§ Supplied material:

------------------------------------------------------------

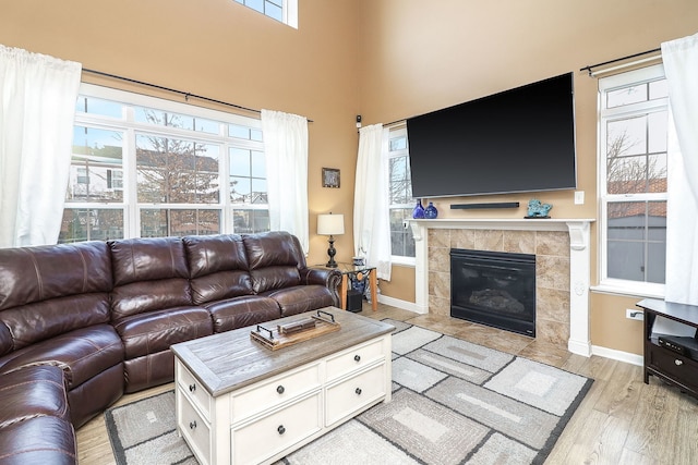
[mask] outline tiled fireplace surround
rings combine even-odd
[[[418,311],[450,315],[452,248],[535,255],[537,339],[589,356],[592,220],[410,220]]]

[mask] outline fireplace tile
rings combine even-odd
[[[450,248],[476,248],[474,230],[450,230]]]
[[[443,271],[430,271],[429,294],[450,298],[450,274]]]
[[[553,320],[538,318],[535,320],[535,339],[565,347],[569,340],[569,326]]]
[[[569,256],[569,234],[559,231],[538,231],[535,254],[555,257]]]
[[[534,231],[504,231],[504,252],[535,254]]]
[[[537,255],[535,284],[569,292],[569,258]]]
[[[450,230],[429,230],[429,248],[450,248]]]
[[[569,325],[569,292],[537,286],[535,315],[538,318]]]
[[[450,272],[450,248],[429,247],[429,270]]]
[[[474,230],[476,250],[504,252],[504,232],[494,230]]]
[[[450,317],[450,296],[448,298],[429,296],[429,311],[434,315]]]

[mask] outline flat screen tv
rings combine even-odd
[[[407,120],[412,195],[577,187],[573,73]]]

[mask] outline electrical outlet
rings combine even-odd
[[[642,310],[635,310],[633,308],[626,308],[625,309],[625,318],[630,319],[630,320],[642,321],[645,319],[645,314],[642,313]]]
[[[575,205],[585,205],[585,192],[575,191]]]

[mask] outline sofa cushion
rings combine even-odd
[[[55,416],[37,416],[0,429],[0,463],[76,464],[77,449],[73,426]]]
[[[279,304],[269,297],[245,295],[206,304],[214,332],[230,331],[281,317]]]
[[[73,389],[123,359],[123,344],[109,325],[77,329],[0,358],[0,372],[29,365],[56,365]]]
[[[194,304],[253,294],[240,235],[186,236],[182,242],[189,260]]]
[[[284,231],[242,236],[248,254],[252,286],[257,294],[299,285],[305,258],[294,235]]]
[[[335,305],[332,291],[316,284],[278,289],[265,292],[263,295],[278,302],[281,315],[285,317]]]
[[[109,242],[115,289],[111,319],[192,304],[182,241],[148,237]]]
[[[0,355],[108,322],[111,281],[104,242],[0,249]]]
[[[104,242],[0,249],[0,310],[74,294],[111,290]]]
[[[108,323],[109,318],[107,293],[51,298],[0,311],[14,351],[72,330]]]
[[[213,334],[210,314],[202,307],[176,307],[123,318],[113,325],[125,359],[169,351],[170,345]]]
[[[0,431],[13,423],[39,415],[70,421],[63,370],[55,366],[35,366],[2,375],[0,405]]]

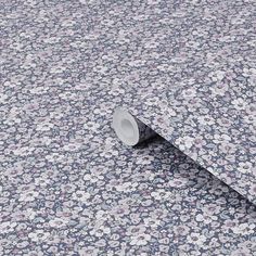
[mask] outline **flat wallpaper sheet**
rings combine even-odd
[[[120,9],[112,18],[123,17],[124,88],[135,89],[127,97],[140,116],[256,203],[256,2]]]
[[[159,86],[170,76],[145,79],[157,71],[153,64],[144,79],[128,69],[132,57],[133,71],[142,73],[143,64],[136,61],[143,49],[132,41],[133,22],[152,25],[165,4],[1,2],[1,255],[255,254],[254,204],[169,142],[126,148],[111,128],[114,110],[125,104],[169,132],[163,116],[151,116],[154,98],[143,108],[125,94],[130,85],[139,97],[153,85],[166,89]],[[253,10],[253,2],[235,4]],[[143,43],[158,28],[146,30]]]

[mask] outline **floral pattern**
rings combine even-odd
[[[157,48],[157,29],[148,28],[165,4],[1,3],[0,255],[255,254],[252,203],[162,138],[131,149],[111,128],[116,106],[137,105],[125,94],[128,76],[139,82],[129,66],[146,62],[132,22],[152,35],[144,48]],[[169,24],[163,15],[161,26]],[[144,103],[152,110],[154,98]]]
[[[133,114],[256,204],[255,1],[124,9]]]

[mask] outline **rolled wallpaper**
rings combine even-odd
[[[117,137],[127,145],[137,145],[157,135],[121,107],[116,108],[114,112],[113,128]]]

------------------------------------------------------------

§ Problem requirements: Print the lines from the first one up to and including the line that contains "[[[407,120],[412,195],[577,187],[573,73]]]", reproduced exactly and with the pictures left out.

§ Answer to this exercise:
[mask] outline tiled fireplace surround
rings combine even-odd
[[[418,311],[450,315],[452,248],[535,255],[537,339],[589,356],[592,220],[410,220]]]

[mask] outline fireplace tile
rings combine even-odd
[[[450,248],[476,248],[474,230],[450,230]]]
[[[443,271],[430,271],[429,294],[450,298],[450,274]]]
[[[553,320],[538,318],[535,320],[535,339],[565,347],[569,340],[569,326]]]
[[[569,256],[569,234],[559,231],[538,231],[535,254],[555,257]]]
[[[534,231],[504,231],[504,252],[535,254]]]
[[[537,255],[535,284],[569,292],[569,258]]]
[[[450,230],[429,230],[429,248],[450,248]]]
[[[569,325],[569,292],[537,286],[535,315],[538,318]]]
[[[450,272],[450,248],[429,247],[429,270]]]
[[[474,230],[476,250],[504,252],[504,232],[494,230]]]
[[[450,317],[450,296],[448,298],[429,296],[429,311],[434,315]]]

[mask] outline flat screen tv
rings combine even-odd
[[[407,120],[412,195],[577,187],[573,73]]]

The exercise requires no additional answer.